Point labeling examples
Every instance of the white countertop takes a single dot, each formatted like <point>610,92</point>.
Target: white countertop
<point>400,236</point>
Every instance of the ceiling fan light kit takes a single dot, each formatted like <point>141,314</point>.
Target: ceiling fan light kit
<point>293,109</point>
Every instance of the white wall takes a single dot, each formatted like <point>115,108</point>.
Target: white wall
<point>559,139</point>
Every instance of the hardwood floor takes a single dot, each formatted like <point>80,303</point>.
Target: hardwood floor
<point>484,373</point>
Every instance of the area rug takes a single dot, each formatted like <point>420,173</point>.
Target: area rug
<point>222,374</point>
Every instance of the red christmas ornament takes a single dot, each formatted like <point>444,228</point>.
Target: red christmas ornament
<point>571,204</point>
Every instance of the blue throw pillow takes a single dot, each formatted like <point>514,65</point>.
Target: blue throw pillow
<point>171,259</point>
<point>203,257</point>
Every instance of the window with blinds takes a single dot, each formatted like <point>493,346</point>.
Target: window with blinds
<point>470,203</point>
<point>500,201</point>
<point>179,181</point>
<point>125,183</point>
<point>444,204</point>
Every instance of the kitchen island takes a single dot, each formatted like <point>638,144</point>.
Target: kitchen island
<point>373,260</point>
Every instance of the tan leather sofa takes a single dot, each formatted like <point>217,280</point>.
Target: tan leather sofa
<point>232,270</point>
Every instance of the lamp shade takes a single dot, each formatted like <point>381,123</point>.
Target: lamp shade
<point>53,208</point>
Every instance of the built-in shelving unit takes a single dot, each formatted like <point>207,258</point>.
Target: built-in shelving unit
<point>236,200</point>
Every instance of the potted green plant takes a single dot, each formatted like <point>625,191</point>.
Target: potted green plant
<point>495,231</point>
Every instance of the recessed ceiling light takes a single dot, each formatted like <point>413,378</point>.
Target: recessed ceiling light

-- Exercise requirements --
Lay out all lines of the records above as a numbered list, skipping any blank lines.

-- Solution to this exercise --
1. Every instance of the white countertop takes a single dot, each formatted like <point>610,92</point>.
2. Target: white countertop
3. <point>400,236</point>
4. Every instance of the ceiling fan light kit takes a single dot, each formatted like <point>141,314</point>.
5. Target: ceiling fan light kit
6. <point>293,109</point>
7. Every instance of the white wall takes a single dot, each formatted like <point>115,108</point>.
8. Target: white wall
9. <point>559,139</point>
10. Every instance of the hardwood floor takes a single dot, each formatted like <point>80,303</point>.
11. Target: hardwood floor
12. <point>484,373</point>
13. Every instance of the area rug takes a single dot, each formatted like <point>420,173</point>.
14. Target: area rug
15. <point>222,374</point>
16. Every instance of the red christmas ornament takes a single dot, each formatted like <point>444,228</point>.
17. Target: red christmas ornament
18. <point>571,204</point>
19. Every instance of the blue throw pillow takes a single dot, each formatted like <point>514,65</point>.
20. Target: blue throw pillow
21. <point>171,259</point>
22. <point>203,257</point>
23. Every instance of the window with blinds takes a single dot, each formatted like <point>493,346</point>.
24. Target: window with blinds
25. <point>470,203</point>
26. <point>500,201</point>
27. <point>179,181</point>
28. <point>125,183</point>
29. <point>444,204</point>
30. Every instance of the kitchen island takes a single dot, each formatted like <point>638,144</point>.
31. Target: kitchen island
32. <point>373,260</point>
33. Every instance of the tan leather sofa takes a single dot, each formatted like <point>217,280</point>.
34. Target: tan leather sofa
35. <point>232,270</point>
36. Every instance of the lamp shade takes a single dot, each formatted like <point>381,123</point>.
37. Target: lamp shade
38. <point>53,208</point>
39. Every instance of the built-in shelving unit takes a single dot, each formatted like <point>207,258</point>.
40. Target: built-in shelving unit
41. <point>236,200</point>
42. Every instance of the potted green plant takes a single dot, each formatted like <point>625,191</point>.
43. Target: potted green plant
44. <point>495,231</point>
45. Every instance of the recessed ceiling light takes a single dot, each formatted like <point>413,378</point>.
46. Target: recessed ceiling light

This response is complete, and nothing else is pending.